But not all have been successful; French management school Audencia Nantes announced the launch of a Professional MBA program in International Sports Management, slated to launch this September, but has since cancelled it. Arizona State University’s Sports MBA program from its W. P. Carey School of Business is also now defunct. Loughborough University’s International Sports Management MBA, in the U.K., has also been suspended since 2014.
Many schools “try to have a sports management program because it’s a sexy topic,” says Claude Stricker, executive director of the Académie Internationale des Sciences et Techniques du Sport (AISTS) in Lausanne, Switzerland. “But it’s difficult for them to be successful. You have to be recognized.”
Curriculums vary with different focuses. SDSU’s is modeled on a more traditional business school program, but wholly focused on sports; its courses include business analytics, advanced marketing techniques, market research, and a a heavy roster of finance classes, among others. Classes are mostly taught by academics.
“I want our students to be able to compete with those who went to [New York University] and [University of Southern California]’s MBA programs when they hit the job market,” says Scott Minto, the program’s director.
However, at AISTS’ Master of Sports Administration program, many classes comprise lectures and presentations given by directors and secretary generals of international sport leagues, as well as industry experts. Roughly half of its classes are delivered by academics, according to Claude Stricker, the institute’s executive director.
Some MBA programs in sports management prepare grads for jobs in specific parts of the industry. The University of Oregon, for instance, this year announced the launch of an MBA in Sports Product Management. Across the pond, the University of Liverpool has a Football Industries MBA and is planning on launching an MBA in the Horseracing Industry.
While programs in Europe and the US still manage to attract international students, most programs cater to those in their home markets, as it can be difficult for overseas students to obtain job placement due to visa issues.
Most of AISTS’ graduates go on to work for sports or international federations, Stricker notes, or stick around Lausanne to work for the many international organizations—the International Olympic Committee, for one—that are based in the area.

━━━━━━━━━━━━━━━━━━━━

*QUESTIONS ON THE MATERIAL*.
a. Reproduce a part of the passage on sports management programs word for word: the part that opens with the words containing "Some MBA programs" and closes with "the Horseracing Industry.".
b. Answer these questions from the passage on sports management programs:
(i) Since what year has Loughborough University's International Sports Management MBA been suspended?
(ii) Who is the director of SDSU's program?
(iii) Roughly what share of AISTS's classes are delivered by academics?
c. Which MBA programs does the passage on sports management programs name by title? List every one, each with the institution that offers, offered, or plans it.

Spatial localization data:
━━━━━━━━━━━━━━━━━━━━

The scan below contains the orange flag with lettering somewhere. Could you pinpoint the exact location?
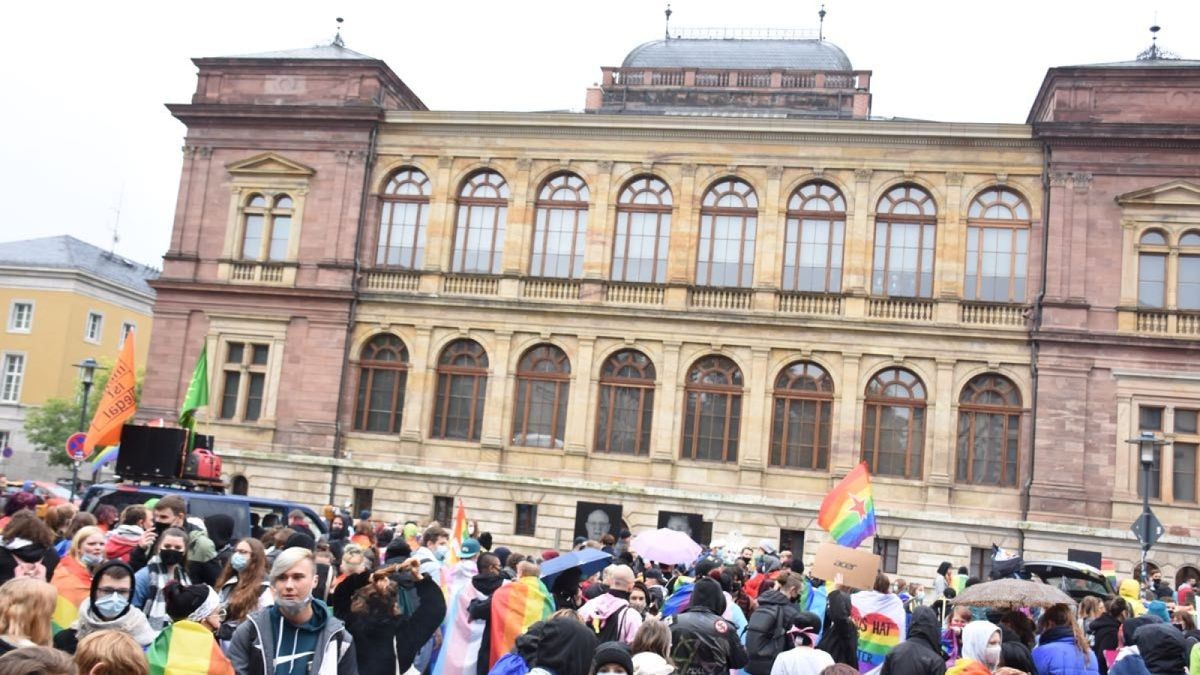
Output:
[83,330,138,455]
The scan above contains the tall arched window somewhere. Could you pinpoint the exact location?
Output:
[529,173,588,279]
[863,368,925,478]
[512,345,571,448]
[965,187,1030,303]
[770,362,833,468]
[1138,229,1169,309]
[871,185,937,298]
[682,356,742,462]
[354,333,408,434]
[376,168,430,269]
[450,171,509,274]
[696,178,758,288]
[958,374,1021,488]
[784,183,846,293]
[241,195,293,261]
[595,350,655,455]
[612,175,671,283]
[430,339,487,441]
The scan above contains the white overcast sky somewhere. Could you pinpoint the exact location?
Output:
[0,0,1200,267]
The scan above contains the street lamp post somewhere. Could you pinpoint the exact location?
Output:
[71,358,100,501]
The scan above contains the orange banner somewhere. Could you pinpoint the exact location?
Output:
[83,330,138,456]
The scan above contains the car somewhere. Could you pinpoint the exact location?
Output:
[79,483,328,540]
[1015,560,1117,602]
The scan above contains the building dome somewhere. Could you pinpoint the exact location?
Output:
[622,38,854,71]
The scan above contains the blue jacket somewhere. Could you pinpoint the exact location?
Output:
[1033,626,1100,675]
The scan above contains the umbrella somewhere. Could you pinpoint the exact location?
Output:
[950,579,1075,608]
[541,548,612,589]
[629,527,701,565]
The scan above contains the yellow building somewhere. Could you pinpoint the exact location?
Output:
[0,237,158,477]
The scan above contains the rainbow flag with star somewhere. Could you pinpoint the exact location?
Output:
[817,461,875,549]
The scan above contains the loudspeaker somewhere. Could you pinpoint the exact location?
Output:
[116,424,187,478]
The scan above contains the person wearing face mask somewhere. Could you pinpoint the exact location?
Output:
[50,526,104,631]
[146,584,234,675]
[133,527,192,631]
[54,560,155,653]
[228,548,359,675]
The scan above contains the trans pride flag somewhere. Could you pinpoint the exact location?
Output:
[817,461,875,549]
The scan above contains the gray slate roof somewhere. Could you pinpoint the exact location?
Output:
[0,234,158,298]
[622,38,853,71]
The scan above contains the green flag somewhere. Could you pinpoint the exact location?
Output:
[179,344,209,429]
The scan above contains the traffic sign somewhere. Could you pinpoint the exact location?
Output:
[1129,509,1163,549]
[67,431,88,461]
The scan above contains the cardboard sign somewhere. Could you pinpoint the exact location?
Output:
[810,542,880,589]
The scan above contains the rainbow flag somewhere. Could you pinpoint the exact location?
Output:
[146,621,234,675]
[487,577,554,668]
[817,461,875,549]
[850,591,907,673]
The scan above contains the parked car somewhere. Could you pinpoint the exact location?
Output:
[1016,560,1117,602]
[79,483,326,539]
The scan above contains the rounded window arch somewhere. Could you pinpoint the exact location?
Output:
[958,372,1021,488]
[430,338,487,441]
[529,172,588,279]
[512,344,571,448]
[1138,229,1170,309]
[612,175,672,283]
[450,169,509,274]
[354,333,408,434]
[965,186,1031,303]
[595,350,655,455]
[696,178,758,288]
[863,368,925,478]
[682,354,743,462]
[871,184,937,298]
[770,362,834,470]
[782,180,846,293]
[376,167,431,269]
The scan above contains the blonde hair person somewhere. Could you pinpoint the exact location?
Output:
[0,578,58,652]
[76,631,150,675]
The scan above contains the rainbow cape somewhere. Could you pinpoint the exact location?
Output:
[850,591,907,673]
[146,621,234,675]
[817,461,875,549]
[487,577,554,667]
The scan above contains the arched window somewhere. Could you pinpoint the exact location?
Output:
[682,356,742,462]
[430,339,487,441]
[595,350,655,455]
[241,195,293,261]
[871,185,937,298]
[376,168,430,269]
[450,171,509,274]
[529,173,588,279]
[784,183,846,293]
[354,333,408,434]
[612,175,671,283]
[965,187,1030,303]
[863,368,925,478]
[958,374,1021,488]
[1176,232,1200,310]
[1138,229,1169,309]
[770,362,833,468]
[512,345,571,448]
[696,178,758,288]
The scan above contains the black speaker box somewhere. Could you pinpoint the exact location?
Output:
[116,424,187,478]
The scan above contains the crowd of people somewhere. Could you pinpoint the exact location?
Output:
[0,482,1200,675]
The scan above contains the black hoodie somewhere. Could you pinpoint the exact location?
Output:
[880,607,946,675]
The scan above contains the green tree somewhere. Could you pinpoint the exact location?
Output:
[25,360,145,466]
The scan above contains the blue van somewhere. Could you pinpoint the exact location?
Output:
[79,483,326,540]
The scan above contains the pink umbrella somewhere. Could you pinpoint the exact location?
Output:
[629,527,701,565]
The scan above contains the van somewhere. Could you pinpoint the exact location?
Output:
[79,483,326,540]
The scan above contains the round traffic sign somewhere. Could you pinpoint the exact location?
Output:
[67,431,88,461]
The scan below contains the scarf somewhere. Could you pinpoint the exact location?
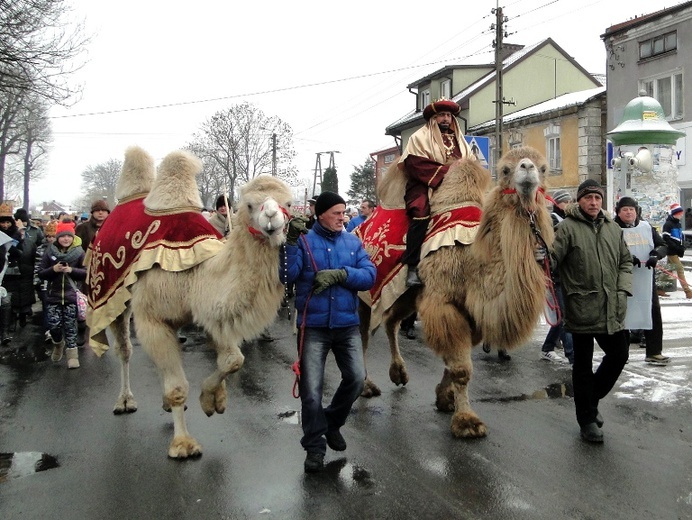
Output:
[46,237,84,267]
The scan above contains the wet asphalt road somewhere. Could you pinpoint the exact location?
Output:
[0,306,692,520]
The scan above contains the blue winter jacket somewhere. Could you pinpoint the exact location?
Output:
[286,222,375,328]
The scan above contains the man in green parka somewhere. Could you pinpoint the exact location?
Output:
[553,179,632,442]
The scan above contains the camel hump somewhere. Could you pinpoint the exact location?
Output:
[115,146,155,200]
[144,150,203,211]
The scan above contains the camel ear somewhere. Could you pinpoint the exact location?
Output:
[144,150,202,211]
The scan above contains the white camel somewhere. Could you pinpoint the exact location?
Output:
[89,148,292,459]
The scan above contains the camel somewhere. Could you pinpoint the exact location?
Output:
[88,148,292,459]
[360,147,553,438]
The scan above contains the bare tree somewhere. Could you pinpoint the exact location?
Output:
[0,89,22,200]
[195,103,298,200]
[0,0,89,104]
[18,94,52,209]
[82,159,123,208]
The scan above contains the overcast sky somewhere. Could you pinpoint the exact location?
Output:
[32,0,681,206]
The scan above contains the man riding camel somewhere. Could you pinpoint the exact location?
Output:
[399,99,474,287]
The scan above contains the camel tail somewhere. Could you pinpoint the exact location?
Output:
[144,150,203,211]
[115,146,155,200]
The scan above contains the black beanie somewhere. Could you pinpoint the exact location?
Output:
[14,208,29,224]
[577,179,603,200]
[615,197,639,213]
[315,191,346,217]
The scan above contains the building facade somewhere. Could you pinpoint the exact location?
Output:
[601,1,692,217]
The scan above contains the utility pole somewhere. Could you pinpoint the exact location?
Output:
[312,152,323,198]
[272,132,276,177]
[491,6,506,173]
[324,150,341,170]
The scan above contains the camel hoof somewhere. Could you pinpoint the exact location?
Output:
[360,379,382,397]
[199,382,227,417]
[452,412,488,439]
[389,363,408,386]
[113,396,137,415]
[168,435,202,459]
[214,381,228,413]
[435,383,454,412]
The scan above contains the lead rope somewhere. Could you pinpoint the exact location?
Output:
[291,235,317,399]
[529,211,562,327]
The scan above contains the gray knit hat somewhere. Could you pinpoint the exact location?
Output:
[577,179,604,200]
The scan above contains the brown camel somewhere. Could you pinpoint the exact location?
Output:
[361,147,553,437]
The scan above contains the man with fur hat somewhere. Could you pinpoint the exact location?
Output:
[399,99,474,287]
[286,191,375,473]
[553,179,632,443]
[8,208,44,327]
[615,197,670,365]
[75,199,111,252]
[663,204,692,298]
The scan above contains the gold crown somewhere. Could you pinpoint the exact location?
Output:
[0,202,14,218]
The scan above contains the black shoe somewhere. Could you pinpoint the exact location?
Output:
[325,430,346,451]
[303,452,324,473]
[257,332,274,342]
[406,266,423,287]
[596,412,605,428]
[581,423,603,442]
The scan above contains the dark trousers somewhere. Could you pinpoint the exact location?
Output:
[572,330,629,426]
[298,326,365,454]
[644,282,663,357]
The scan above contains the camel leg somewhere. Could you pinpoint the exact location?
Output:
[135,312,202,459]
[384,313,408,386]
[358,302,382,397]
[110,309,137,415]
[199,331,245,417]
[419,296,487,438]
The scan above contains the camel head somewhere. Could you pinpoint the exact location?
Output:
[234,175,293,247]
[497,146,548,209]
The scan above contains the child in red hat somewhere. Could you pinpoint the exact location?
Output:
[38,221,86,368]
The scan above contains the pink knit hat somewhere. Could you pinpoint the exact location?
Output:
[670,203,685,216]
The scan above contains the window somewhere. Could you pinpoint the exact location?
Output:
[418,90,430,110]
[639,31,678,60]
[543,124,562,175]
[440,79,452,99]
[640,72,684,120]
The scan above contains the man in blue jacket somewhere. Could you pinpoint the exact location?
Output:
[286,191,375,473]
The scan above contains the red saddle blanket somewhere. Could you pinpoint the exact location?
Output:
[354,203,481,329]
[85,195,223,355]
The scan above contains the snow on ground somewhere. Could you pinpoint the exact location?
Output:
[534,284,692,407]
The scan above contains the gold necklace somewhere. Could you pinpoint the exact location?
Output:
[442,134,456,157]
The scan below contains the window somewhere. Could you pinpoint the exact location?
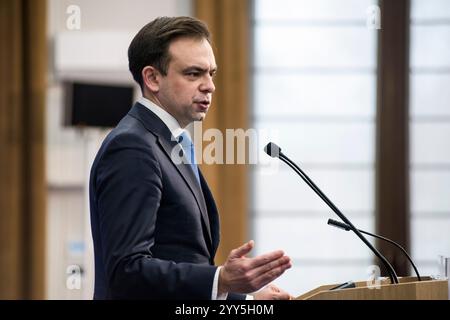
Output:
[409,0,450,275]
[250,0,377,295]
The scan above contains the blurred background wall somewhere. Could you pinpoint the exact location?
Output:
[0,0,450,299]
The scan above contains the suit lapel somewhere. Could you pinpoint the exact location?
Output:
[158,137,212,243]
[129,103,213,247]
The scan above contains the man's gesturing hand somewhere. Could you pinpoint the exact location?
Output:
[218,240,292,294]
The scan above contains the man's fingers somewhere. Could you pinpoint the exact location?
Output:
[253,260,292,288]
[251,256,291,278]
[230,240,255,258]
[249,250,284,269]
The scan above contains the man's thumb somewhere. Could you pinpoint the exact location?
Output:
[231,240,255,258]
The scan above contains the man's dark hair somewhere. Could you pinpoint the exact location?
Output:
[128,17,211,90]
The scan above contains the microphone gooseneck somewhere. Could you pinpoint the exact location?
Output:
[328,219,422,281]
[264,142,398,283]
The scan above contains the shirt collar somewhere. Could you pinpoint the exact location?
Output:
[138,97,185,138]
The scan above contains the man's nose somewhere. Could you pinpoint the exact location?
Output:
[200,75,216,93]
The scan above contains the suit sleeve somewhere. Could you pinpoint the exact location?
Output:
[95,135,216,300]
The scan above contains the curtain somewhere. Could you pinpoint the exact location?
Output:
[0,0,47,299]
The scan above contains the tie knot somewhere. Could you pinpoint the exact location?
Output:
[178,131,192,146]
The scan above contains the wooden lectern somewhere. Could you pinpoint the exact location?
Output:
[296,277,449,300]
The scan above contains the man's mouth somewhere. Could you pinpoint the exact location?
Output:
[195,100,211,112]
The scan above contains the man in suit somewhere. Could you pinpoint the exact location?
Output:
[89,17,291,299]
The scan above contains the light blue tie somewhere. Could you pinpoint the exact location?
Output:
[178,131,200,185]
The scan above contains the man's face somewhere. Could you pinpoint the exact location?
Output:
[157,38,217,127]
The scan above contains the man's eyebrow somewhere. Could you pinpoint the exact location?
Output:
[183,66,217,73]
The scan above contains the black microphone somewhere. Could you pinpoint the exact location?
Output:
[264,142,398,283]
[328,219,422,281]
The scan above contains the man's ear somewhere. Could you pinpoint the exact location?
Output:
[142,66,161,93]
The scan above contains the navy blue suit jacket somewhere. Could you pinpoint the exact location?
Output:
[89,103,245,299]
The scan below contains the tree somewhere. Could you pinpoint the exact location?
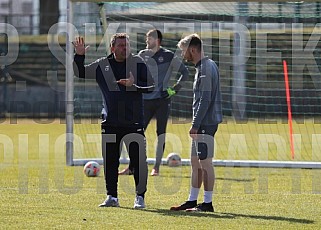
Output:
[39,0,59,34]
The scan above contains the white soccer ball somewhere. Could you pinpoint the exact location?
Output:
[167,153,182,167]
[84,161,100,177]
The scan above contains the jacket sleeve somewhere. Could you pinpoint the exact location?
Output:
[128,57,155,93]
[172,56,189,86]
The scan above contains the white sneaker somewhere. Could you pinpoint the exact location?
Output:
[98,195,119,207]
[134,196,145,209]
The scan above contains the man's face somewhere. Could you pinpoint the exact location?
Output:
[111,38,130,61]
[146,36,157,49]
[181,47,193,62]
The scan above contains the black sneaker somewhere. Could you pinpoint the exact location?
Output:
[186,202,214,212]
[170,200,197,211]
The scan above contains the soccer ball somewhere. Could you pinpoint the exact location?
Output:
[167,153,182,167]
[84,161,100,177]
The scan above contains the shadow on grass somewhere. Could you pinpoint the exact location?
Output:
[122,209,315,224]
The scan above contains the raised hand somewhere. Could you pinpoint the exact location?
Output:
[72,37,89,55]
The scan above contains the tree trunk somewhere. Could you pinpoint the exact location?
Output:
[39,0,59,34]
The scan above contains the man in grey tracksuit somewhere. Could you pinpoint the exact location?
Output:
[171,34,222,212]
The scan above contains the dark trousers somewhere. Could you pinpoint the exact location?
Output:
[101,124,148,197]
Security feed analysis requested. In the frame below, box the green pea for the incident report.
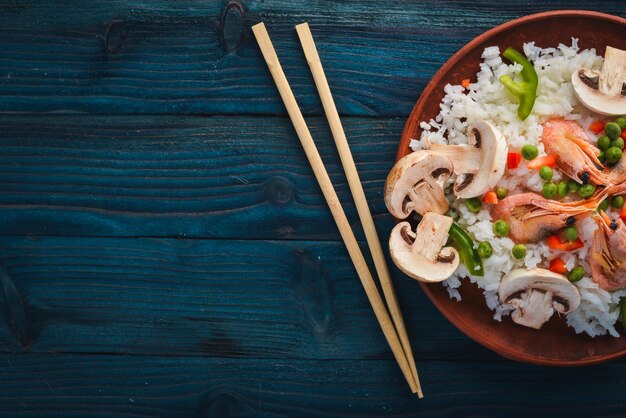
[565,226,578,242]
[604,122,622,139]
[465,197,483,213]
[611,136,624,150]
[522,145,539,161]
[567,179,580,193]
[493,220,509,237]
[478,241,493,258]
[567,266,585,283]
[597,135,611,151]
[578,183,596,199]
[611,196,624,209]
[604,147,622,164]
[539,165,554,181]
[511,244,526,260]
[598,200,609,212]
[496,186,509,200]
[556,181,567,197]
[541,183,557,199]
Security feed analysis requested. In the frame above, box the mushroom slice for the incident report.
[385,151,454,219]
[572,46,626,116]
[499,268,580,329]
[430,120,509,199]
[389,212,459,283]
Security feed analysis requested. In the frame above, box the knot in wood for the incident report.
[265,177,294,205]
[221,1,246,53]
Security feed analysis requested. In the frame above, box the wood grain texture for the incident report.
[0,354,626,418]
[0,237,497,360]
[0,115,403,240]
[0,0,625,115]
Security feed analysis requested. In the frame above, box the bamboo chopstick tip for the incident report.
[296,22,309,32]
[252,22,267,34]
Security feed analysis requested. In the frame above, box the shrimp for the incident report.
[541,118,609,185]
[589,212,626,292]
[491,193,605,243]
[606,158,626,186]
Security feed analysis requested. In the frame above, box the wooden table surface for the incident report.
[0,0,626,417]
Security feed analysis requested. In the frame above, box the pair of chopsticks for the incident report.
[252,22,423,398]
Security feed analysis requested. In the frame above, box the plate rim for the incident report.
[396,9,626,367]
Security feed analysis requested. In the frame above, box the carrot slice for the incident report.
[589,120,606,135]
[546,235,585,251]
[528,155,556,170]
[483,192,498,205]
[550,258,567,274]
[506,152,522,169]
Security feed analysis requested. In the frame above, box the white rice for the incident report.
[410,39,626,337]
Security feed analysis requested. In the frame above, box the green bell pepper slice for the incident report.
[500,47,539,120]
[448,223,485,276]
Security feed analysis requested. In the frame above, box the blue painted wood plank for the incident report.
[0,115,404,240]
[0,354,626,418]
[0,237,497,360]
[0,0,626,115]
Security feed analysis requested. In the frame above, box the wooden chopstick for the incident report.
[252,22,417,393]
[296,22,424,398]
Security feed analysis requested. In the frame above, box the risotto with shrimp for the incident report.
[385,39,626,337]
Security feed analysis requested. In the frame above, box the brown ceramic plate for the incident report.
[398,10,626,366]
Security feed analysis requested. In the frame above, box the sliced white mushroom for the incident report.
[389,212,459,283]
[385,151,453,219]
[572,46,626,116]
[499,268,580,329]
[430,120,509,199]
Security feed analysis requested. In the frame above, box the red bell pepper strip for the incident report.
[550,258,567,274]
[506,152,522,170]
[528,155,556,170]
[483,192,498,205]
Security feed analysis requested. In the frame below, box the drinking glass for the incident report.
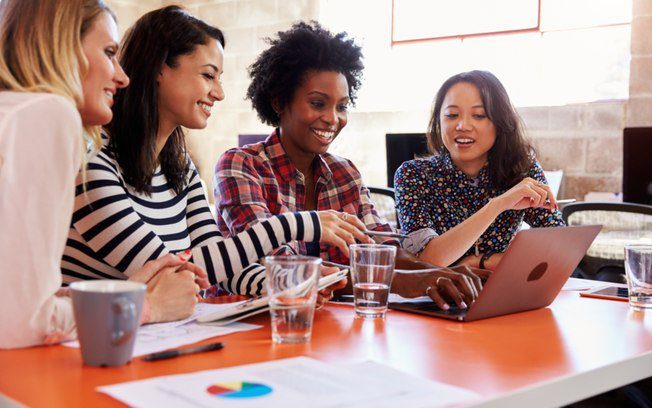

━━━━━━━━━━━━━━━━━━━━

*EXPECTED OUTPUTS*.
a.
Some MBA programs in sports management prepare grads for jobs in specific parts of the industry. The University of Oregon, for instance, this year announced the launch of an MBA in Sports Product Management. Across the pond, the University of Liverpool has a Football Industries MBA and is planning on launching an MBA in the Horseracing Industry.

b.
(i) 2014
(ii) Scott Minto
(iii) Roughly half

c.
- Professional MBA program in International Sports Management (Audencia Nantes)
- Sports MBA (Arizona State University's W. P. Carey School of Business)
- International Sports Management MBA (Loughborough University)
- MBA in Sports Product Management (University of Oregon)
- Football Industries MBA (University of Liverpool)
- MBA in the Horseracing Industry (University of Liverpool)